> [What to do]
**a)** From the article about the Witch From Mercury marriage edit, list every person or fictional character named by name.
**b)** Extend the article about the Witch From Mercury marriage edit beyond its final sentence.

> [Text provided]
_ _ _ _ _

Screenshot: Sunrise/Crunchyroll

Witch From Mercury broke ground for the Gundam franchise with—and sales records spurred in part by—its depiction of the burgeoning romantic relationship between its main characters Suletta Mercury and Miorine Rembran. But while the series itself came about as close to text as it could on their bond, Bandai itself is more hesitant.

This past week the latest issue of Gundam Ace magazine featured an interview with voice actress Kana Ichinose, who played Suletta Mercury, in the wake of the conclusion of the show. The final scenes of the series, set in a flash-forward to three years after the events of the main show, depicted Suletta and Miorine embracing and wearing matching silver bands on their ring fingers.

“After three years, they seem much closer, and to see them married like that really touched my heart,” Ichinose’s comment reads in part, the first explicit confirmation of the characters’ marriage outside of the show itself. News of the confirmation saw “#スレミオ結婚,” or “Sulemio Marriage,” trend on social media, as the characters regularly did throughout Witch From Mercury’s broadcast run.

However, digital copies of the issue of Gundam Ace had Ichinose’s statement edited to remove the mention of marriage—leading to concerns of censorship that eventually saw Sunrise (née Bandai Namco Filmworks) parent company Bandai Namco officially respond yesterday. Not to apologize for the removal, however: to apologize that the reference had made it into the print run in the first place.

The statement, shared on both the official Witch From Mercury and Gundam Ace magazine accounts on X, the platform formerly known as Twitter, apologized for “causing confusion” between the digital and print editions of Gundam Ace’s September 2023 issue.

_ _ _ _ _

[Contour annotation records]

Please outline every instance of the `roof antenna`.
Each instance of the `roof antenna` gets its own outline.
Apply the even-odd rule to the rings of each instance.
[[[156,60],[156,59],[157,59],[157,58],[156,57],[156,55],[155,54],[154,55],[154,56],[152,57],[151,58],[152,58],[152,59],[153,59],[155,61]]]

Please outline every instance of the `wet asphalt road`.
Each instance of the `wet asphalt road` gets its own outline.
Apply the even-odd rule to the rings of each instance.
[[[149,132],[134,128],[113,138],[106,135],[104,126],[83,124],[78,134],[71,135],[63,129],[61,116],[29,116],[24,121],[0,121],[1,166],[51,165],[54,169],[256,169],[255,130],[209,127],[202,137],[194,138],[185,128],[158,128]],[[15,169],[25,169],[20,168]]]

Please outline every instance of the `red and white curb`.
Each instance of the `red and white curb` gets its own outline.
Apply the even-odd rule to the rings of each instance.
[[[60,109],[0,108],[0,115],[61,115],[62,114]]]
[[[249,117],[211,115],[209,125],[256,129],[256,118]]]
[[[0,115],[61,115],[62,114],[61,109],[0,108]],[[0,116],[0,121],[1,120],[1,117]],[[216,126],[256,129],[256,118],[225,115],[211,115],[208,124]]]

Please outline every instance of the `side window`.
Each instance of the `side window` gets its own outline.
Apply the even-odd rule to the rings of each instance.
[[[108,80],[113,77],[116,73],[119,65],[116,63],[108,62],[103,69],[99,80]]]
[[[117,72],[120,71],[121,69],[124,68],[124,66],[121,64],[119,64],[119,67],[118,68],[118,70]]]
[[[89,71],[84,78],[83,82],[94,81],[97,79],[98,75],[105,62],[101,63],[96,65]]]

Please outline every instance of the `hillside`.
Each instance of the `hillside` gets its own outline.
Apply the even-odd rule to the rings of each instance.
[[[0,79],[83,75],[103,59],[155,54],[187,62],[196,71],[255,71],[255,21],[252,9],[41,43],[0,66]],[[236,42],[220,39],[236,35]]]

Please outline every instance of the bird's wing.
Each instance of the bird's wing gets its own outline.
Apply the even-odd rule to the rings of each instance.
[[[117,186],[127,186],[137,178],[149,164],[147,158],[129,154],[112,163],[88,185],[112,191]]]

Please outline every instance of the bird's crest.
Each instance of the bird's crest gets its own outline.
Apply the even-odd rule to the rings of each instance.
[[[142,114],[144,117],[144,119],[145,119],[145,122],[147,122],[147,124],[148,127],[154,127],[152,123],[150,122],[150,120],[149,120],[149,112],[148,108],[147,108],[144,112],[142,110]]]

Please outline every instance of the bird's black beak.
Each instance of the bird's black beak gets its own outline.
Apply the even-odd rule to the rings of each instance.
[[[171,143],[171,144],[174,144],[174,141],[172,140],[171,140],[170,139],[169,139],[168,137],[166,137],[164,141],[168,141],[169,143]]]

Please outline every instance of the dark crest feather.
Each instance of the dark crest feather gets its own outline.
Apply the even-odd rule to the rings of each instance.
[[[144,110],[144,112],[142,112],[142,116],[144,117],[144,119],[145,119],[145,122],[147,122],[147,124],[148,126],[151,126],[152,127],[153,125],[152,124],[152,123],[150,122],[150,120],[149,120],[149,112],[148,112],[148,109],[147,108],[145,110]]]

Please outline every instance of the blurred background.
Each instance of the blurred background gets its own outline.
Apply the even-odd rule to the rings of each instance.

_ _ _ _ _

> [Responses in order]
**a)** Suletta Mercury, Miorine Rembran, Kana Ichinose

**b)**
“In the article, there was a sentence based on the speculation of the Gundam Ace editor, and despite requesting corrections at the time of proofreading, the correction of the relevant part was not reflected, and it was released on July 26th,” a machine-translated version of the same statement reads on Bandai’s Witch From Mercury website in part.

“We would like you to enjoy the work by leaving it up to each and every one of you who have seen the main story [of Witch From Mercury],” Bandai’s statement concludes, “so after consulting with the Gundam Ace editorial department, we will make an electronic version that can be modified. The description has been revised as originally requested and is now being distributed.”

Screenshot: Sunrise/Crunchyroll

Removing commentary about Suletta and Miorine being married to each other and instead saying that it’s up to people who’ve watched the show to make their minds up is absurd, especially since the text of the show itself goes about as far out of its way as it can to show viewers that the duo have gotten married by the time of the series’ concluding flash-forward. Early on in the sequence, Suletta’s clone-sister Eri refers to herself in conversation with Miorine as the latter’s sister-in-law, while scenes featuring the older Suletta and Miorine meeting each other specifically highlights matching silver bands on their ring fingers—to the point of adding a gleaming light effect to them to draw the audience’s attention.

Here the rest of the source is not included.